» EXERCISE DESCRIPTION
Count how many lines of the data below contain the string "textured"; the reply should be that number alone.

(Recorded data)
=== Section Start ===

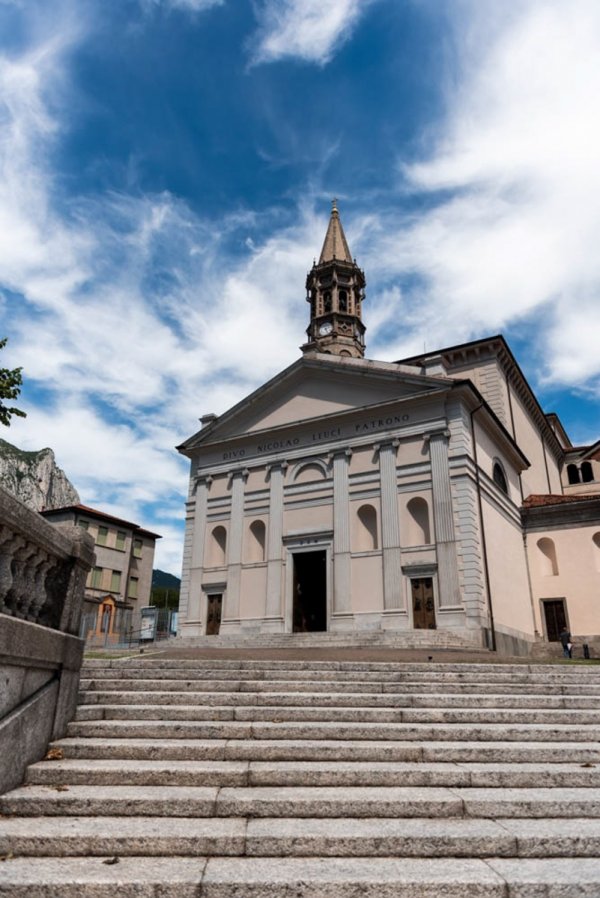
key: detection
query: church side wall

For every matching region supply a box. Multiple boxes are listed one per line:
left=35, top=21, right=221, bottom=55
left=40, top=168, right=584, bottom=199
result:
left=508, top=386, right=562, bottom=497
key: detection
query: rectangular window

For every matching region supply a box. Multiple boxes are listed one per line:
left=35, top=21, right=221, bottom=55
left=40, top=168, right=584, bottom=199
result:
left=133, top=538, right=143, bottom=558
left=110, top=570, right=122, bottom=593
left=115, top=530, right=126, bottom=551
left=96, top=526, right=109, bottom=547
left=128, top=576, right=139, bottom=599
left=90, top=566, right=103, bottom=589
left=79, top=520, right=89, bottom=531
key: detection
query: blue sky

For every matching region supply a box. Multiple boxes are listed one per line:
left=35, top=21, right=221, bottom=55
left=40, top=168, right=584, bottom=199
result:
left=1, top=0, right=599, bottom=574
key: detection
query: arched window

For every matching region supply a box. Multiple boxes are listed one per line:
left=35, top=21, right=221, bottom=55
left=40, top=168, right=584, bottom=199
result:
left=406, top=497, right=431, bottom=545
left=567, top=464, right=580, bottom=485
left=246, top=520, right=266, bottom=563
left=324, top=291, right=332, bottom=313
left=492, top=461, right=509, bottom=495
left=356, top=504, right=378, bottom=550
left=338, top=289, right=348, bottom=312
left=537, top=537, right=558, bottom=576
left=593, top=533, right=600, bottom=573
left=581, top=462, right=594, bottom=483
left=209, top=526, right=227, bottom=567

=== Section End ===
=== Section Start ===

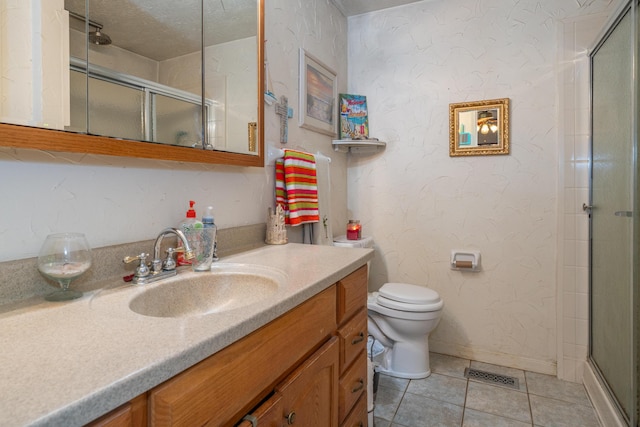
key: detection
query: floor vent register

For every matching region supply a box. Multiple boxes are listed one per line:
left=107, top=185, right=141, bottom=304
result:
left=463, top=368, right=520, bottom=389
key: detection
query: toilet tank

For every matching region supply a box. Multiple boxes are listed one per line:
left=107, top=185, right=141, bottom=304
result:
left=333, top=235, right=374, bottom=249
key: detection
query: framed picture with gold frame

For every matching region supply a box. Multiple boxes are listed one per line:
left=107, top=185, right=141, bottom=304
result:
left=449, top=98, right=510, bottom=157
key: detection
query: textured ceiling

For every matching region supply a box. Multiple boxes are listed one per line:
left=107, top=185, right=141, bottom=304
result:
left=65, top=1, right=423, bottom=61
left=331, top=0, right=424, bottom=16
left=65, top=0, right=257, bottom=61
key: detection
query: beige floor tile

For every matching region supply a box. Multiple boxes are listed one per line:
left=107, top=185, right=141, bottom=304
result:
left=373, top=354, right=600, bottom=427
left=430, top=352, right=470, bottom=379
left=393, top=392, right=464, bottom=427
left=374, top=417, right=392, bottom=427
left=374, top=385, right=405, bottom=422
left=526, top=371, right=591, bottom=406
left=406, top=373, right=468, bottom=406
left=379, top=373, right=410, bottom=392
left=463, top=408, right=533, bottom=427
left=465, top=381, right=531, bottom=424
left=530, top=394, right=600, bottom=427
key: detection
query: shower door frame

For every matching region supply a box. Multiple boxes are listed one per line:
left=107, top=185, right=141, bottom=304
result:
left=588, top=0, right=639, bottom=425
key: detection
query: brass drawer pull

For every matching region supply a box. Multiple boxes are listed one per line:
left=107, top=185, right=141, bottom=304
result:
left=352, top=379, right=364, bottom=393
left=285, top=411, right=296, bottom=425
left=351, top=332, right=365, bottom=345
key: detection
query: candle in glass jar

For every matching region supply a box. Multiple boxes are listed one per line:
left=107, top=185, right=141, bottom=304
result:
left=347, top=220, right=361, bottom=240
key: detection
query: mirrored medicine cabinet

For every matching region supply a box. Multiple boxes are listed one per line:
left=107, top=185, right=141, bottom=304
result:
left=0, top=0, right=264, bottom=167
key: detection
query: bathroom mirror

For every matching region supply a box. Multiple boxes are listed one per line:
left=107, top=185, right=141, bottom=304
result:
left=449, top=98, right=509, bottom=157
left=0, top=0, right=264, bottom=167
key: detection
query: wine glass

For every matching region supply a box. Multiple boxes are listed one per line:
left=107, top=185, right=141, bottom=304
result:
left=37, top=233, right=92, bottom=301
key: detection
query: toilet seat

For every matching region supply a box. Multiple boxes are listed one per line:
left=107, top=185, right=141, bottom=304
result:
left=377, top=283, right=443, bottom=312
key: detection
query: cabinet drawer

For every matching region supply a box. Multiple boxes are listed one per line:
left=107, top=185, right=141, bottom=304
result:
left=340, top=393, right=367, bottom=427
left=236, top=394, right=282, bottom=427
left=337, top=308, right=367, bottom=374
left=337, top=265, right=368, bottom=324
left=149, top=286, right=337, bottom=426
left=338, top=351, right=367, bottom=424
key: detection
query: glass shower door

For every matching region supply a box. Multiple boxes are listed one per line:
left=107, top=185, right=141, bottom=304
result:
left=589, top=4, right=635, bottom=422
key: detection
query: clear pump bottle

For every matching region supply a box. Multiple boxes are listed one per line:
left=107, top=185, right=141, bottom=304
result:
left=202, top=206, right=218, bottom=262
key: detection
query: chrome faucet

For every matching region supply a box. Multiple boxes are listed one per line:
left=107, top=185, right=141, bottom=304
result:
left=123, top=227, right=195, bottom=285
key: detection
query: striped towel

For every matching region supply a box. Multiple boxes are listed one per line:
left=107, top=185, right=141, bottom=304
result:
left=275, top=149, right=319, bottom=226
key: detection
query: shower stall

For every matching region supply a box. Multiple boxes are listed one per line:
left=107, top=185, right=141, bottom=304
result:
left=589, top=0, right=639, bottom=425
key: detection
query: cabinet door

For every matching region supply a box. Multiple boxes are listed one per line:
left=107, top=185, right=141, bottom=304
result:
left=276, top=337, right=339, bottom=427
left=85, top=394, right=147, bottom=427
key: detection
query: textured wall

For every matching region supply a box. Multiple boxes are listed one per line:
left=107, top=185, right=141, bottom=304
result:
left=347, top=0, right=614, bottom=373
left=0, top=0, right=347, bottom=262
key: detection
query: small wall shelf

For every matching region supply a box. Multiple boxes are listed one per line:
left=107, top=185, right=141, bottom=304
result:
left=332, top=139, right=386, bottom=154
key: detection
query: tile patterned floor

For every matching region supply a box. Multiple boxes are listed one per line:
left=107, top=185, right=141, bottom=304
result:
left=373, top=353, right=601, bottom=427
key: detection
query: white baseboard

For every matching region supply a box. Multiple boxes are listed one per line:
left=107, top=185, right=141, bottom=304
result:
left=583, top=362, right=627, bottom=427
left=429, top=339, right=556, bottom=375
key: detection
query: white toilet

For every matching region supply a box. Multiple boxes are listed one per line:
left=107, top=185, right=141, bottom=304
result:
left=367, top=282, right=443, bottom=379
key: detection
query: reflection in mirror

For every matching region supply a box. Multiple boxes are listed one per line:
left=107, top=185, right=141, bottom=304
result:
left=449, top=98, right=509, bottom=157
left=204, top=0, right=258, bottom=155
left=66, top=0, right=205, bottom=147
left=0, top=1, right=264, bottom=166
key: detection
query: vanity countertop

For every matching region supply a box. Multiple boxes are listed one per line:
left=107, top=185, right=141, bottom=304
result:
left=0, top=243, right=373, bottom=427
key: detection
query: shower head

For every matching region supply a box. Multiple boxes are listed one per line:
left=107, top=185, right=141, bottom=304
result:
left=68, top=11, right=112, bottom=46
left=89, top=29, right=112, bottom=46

=== Section End ===
=== Section Start ===

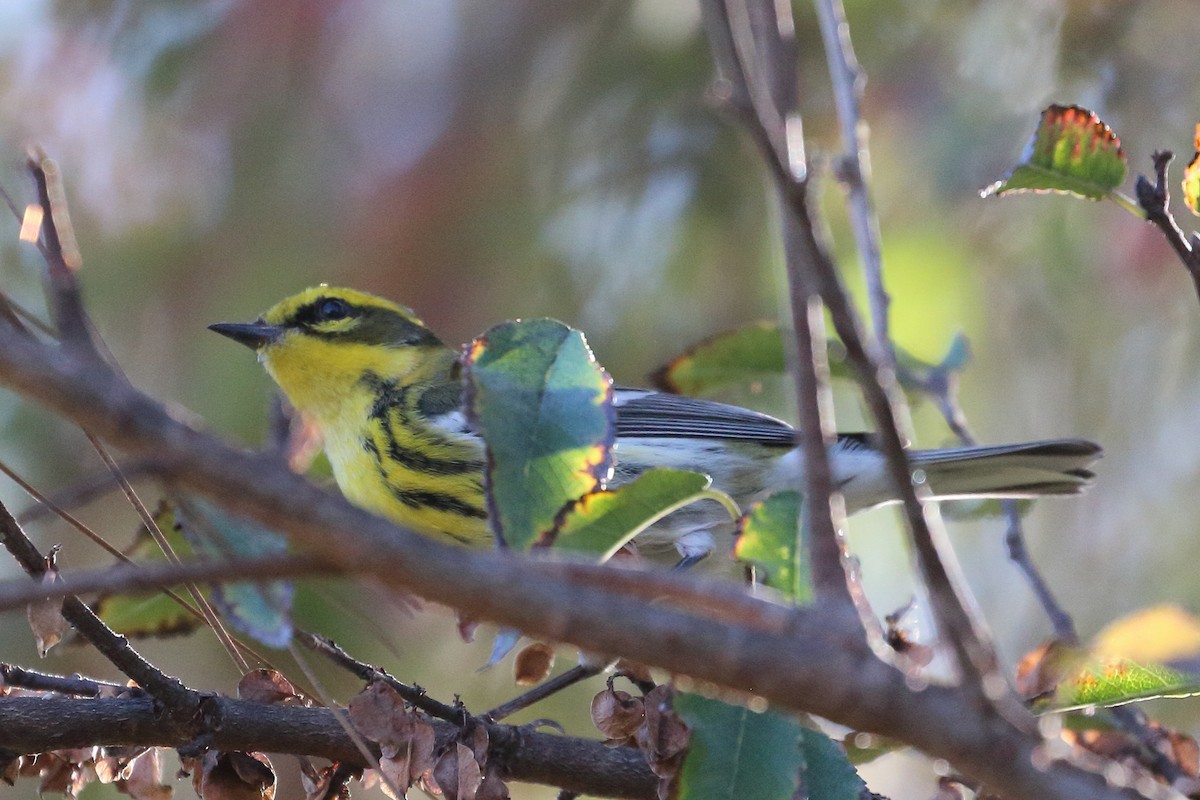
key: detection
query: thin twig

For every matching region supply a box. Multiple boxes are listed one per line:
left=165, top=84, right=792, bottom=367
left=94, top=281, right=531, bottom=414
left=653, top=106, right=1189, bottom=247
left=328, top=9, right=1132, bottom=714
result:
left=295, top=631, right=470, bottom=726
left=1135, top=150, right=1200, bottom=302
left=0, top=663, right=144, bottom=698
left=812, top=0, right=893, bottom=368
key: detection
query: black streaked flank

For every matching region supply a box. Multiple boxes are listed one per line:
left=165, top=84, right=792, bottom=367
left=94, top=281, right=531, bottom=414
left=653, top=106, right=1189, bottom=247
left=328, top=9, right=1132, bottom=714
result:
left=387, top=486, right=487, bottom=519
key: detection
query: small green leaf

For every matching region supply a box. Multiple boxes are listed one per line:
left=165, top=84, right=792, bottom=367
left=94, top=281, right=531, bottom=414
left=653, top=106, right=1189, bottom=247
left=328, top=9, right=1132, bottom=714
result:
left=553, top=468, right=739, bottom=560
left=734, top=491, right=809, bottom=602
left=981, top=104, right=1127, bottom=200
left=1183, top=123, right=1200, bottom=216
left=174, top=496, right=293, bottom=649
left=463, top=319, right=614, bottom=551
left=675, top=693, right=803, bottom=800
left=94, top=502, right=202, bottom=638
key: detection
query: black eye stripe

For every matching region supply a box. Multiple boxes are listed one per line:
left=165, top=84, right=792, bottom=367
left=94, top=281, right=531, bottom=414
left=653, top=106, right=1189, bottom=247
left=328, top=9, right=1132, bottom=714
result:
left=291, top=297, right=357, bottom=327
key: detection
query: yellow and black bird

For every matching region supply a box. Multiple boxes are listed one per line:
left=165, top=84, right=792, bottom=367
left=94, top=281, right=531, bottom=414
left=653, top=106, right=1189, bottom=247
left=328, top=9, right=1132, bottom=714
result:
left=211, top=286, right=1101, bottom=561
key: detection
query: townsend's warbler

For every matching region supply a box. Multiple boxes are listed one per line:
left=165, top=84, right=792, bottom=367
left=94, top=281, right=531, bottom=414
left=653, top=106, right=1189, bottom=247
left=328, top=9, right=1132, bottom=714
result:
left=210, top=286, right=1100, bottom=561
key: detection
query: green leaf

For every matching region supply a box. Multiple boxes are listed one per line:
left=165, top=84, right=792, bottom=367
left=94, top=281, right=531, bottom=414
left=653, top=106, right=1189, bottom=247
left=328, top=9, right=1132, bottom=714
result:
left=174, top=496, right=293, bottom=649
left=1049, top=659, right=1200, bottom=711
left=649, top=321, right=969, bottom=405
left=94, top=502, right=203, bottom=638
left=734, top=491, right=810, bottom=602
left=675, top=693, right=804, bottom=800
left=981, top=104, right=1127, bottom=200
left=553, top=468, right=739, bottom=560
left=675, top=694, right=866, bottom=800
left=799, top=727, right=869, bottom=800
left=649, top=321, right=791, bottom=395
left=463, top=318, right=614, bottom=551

=== Section End ===

» ANSWER BOX
2